= What this task involves =
Give an exact copy of the line that has "Category: beige stucco wall" and of every line below it, through the last, with nothing else.

_____

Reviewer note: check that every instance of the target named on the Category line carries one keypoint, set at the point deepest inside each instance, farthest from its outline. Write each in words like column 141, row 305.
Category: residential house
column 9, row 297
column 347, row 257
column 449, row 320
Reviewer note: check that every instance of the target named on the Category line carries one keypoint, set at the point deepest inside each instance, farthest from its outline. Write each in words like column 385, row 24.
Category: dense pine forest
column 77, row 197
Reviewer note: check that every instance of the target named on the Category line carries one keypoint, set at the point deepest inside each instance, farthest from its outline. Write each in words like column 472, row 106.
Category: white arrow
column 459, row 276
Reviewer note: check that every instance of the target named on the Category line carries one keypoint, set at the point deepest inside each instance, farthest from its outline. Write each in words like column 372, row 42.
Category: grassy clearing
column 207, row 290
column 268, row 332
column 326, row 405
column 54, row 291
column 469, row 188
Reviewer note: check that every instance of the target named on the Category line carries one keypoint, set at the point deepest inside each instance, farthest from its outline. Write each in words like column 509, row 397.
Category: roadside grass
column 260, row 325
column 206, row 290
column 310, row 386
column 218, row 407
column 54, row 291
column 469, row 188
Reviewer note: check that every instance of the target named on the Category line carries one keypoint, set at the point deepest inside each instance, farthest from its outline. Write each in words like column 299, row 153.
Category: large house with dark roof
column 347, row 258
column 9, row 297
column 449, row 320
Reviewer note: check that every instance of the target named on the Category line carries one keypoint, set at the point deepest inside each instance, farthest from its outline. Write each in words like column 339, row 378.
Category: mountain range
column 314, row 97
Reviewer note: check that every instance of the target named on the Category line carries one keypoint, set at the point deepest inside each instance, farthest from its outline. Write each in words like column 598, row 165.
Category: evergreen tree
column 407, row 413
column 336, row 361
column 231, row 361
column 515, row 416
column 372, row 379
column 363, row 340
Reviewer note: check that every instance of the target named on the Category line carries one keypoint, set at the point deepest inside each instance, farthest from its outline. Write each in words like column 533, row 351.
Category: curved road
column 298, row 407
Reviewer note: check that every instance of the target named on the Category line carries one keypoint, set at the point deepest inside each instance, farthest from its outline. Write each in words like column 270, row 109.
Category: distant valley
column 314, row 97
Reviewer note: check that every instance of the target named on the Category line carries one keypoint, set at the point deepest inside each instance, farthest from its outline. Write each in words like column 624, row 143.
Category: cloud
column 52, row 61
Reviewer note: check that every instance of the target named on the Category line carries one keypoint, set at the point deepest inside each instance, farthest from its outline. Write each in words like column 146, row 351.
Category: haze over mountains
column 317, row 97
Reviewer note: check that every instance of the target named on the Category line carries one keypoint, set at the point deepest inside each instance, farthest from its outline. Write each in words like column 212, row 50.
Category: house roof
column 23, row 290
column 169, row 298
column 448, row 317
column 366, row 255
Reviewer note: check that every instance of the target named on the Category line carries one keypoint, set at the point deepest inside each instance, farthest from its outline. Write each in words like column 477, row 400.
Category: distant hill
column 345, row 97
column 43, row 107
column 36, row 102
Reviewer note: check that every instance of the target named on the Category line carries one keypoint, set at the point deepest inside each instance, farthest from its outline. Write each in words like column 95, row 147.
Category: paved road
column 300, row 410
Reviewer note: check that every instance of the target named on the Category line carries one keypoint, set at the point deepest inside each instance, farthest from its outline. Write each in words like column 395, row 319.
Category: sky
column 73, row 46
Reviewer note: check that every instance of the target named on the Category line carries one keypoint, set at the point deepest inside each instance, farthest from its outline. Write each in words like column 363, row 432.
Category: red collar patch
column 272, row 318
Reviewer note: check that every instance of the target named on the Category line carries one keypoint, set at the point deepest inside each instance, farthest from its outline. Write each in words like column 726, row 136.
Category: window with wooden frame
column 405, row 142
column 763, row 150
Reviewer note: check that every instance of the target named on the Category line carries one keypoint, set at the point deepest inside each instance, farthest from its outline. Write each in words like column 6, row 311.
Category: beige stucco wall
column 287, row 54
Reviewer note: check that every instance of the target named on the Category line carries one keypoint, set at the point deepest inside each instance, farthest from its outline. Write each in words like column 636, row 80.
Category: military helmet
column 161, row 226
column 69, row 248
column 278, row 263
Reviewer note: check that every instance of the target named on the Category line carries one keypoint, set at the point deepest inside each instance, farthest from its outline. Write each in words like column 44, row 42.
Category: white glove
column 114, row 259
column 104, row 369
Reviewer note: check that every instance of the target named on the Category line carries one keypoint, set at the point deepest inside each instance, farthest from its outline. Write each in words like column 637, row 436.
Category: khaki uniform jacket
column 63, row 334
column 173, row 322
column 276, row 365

_____

= Exercise result =
Category: beige stucco wall
column 287, row 54
Reviewer note: check that every instance of the target named on the Category line carries one keypoint, set at the point deepest inside each instance, farthest from its outline. Write each in words like column 636, row 80.
Category: military helmet
column 161, row 226
column 69, row 248
column 278, row 263
Reviewer note: check that every instance of the target named on the Category line carries one keypoint, set at the point deepest inside each instance, farthest from its outline. Write each in words like column 44, row 42.
Category: white glove
column 114, row 259
column 104, row 369
Reviewer note: check that every instance of the target named on the Category line carries one keypoint, set at the point deepest inside each instance, farthest from its outline. Write each in words like column 637, row 436.
Category: khaki uniform jacket
column 63, row 334
column 173, row 322
column 276, row 365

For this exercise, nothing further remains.